▶ _Assigned task_:
From the rows below, select each line that contains the string "clicks" and copy those lines.
Supplied data: Begin
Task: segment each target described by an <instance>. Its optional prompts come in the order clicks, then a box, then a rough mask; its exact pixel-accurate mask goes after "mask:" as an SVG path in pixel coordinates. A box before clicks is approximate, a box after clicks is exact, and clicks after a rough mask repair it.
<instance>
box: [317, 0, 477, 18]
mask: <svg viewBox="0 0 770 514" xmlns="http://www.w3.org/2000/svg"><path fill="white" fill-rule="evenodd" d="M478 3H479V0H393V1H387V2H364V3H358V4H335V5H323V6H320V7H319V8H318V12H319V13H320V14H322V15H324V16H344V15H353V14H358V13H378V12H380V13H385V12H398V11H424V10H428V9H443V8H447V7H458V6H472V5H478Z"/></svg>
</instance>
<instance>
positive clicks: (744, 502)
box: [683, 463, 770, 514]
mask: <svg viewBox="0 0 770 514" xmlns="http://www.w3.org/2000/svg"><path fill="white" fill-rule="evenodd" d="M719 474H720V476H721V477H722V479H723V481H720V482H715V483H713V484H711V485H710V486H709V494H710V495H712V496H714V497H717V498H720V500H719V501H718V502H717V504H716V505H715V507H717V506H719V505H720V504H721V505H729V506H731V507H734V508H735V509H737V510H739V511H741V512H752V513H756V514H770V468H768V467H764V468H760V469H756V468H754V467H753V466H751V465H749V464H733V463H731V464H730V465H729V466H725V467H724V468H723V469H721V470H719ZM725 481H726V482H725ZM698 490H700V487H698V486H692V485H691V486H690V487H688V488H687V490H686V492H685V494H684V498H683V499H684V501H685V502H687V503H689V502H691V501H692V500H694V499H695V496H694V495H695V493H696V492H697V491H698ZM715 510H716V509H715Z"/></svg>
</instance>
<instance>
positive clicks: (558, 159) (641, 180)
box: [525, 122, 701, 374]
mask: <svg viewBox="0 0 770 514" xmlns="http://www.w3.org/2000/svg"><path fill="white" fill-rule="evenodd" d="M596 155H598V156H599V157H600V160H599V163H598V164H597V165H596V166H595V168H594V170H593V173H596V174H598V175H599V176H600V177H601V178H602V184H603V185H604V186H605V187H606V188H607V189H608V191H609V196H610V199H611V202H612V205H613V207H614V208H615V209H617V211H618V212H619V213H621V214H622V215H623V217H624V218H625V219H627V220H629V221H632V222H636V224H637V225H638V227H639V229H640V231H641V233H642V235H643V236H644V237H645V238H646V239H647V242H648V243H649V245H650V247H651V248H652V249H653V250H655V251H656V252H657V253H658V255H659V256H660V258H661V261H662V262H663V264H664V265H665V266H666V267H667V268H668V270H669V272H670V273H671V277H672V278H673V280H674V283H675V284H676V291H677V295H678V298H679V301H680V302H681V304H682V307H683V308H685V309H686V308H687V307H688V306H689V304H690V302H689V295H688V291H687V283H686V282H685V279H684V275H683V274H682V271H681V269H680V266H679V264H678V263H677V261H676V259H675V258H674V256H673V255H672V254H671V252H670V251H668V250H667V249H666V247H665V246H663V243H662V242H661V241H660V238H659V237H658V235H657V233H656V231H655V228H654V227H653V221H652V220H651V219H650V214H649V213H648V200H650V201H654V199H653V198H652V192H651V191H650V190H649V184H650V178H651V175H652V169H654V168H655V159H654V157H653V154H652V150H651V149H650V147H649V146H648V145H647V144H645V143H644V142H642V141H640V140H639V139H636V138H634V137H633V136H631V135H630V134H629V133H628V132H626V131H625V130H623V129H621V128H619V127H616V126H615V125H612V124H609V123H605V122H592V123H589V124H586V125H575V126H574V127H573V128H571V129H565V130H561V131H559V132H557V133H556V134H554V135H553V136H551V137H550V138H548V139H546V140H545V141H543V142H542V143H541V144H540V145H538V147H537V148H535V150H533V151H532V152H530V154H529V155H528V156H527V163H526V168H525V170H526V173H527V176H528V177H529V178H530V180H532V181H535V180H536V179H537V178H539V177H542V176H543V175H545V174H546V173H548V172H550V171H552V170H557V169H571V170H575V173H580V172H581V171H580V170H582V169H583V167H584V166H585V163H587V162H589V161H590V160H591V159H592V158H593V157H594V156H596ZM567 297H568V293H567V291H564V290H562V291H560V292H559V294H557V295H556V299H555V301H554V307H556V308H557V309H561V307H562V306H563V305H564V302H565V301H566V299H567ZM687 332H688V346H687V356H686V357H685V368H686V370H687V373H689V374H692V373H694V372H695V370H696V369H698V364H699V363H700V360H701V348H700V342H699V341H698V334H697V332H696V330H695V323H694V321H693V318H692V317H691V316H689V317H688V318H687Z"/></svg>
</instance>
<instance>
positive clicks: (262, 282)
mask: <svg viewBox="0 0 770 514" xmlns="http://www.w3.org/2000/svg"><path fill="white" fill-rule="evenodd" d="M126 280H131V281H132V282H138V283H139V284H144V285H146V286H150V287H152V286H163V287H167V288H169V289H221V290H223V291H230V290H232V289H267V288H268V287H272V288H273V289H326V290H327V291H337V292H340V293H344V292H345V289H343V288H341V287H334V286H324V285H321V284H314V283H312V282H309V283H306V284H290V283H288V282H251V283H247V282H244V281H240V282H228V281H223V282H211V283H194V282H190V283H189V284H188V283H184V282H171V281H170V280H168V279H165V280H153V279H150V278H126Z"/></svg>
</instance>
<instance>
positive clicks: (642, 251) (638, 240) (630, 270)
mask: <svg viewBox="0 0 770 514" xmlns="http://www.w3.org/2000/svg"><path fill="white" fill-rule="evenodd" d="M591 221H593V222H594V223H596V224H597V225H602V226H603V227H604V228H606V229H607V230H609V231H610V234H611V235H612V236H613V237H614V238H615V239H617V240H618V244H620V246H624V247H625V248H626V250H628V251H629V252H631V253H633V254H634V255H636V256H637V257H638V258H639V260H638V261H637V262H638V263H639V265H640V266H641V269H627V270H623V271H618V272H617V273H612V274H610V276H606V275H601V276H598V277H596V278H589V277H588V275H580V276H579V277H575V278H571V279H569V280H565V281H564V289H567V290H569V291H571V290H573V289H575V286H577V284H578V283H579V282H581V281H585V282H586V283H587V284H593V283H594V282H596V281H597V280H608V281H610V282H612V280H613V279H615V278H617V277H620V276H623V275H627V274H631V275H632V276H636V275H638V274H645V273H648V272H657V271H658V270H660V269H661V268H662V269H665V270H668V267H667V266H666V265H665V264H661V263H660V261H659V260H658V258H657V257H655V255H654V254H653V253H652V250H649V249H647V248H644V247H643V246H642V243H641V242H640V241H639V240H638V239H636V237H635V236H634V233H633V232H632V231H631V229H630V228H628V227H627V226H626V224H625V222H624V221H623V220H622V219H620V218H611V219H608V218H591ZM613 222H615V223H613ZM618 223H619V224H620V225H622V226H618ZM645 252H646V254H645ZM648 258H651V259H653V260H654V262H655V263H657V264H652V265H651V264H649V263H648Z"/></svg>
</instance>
Supplied data: End
▶ _Task answer_:
Task: segment each target described by an <instance>. Its optional prompts come in the order clicks, then a box, then a rough mask; its exact pixel-accurate mask goes after "mask:" as an SVG path in pixel coordinates. A box before clicks is approximate, a box after clicks is exact, and clicks after a rough mask repair it.
positive clicks: (744, 502)
positive clicks: (558, 159) (641, 180)
positive clicks: (262, 282)
positive clicks: (642, 251) (638, 240) (630, 270)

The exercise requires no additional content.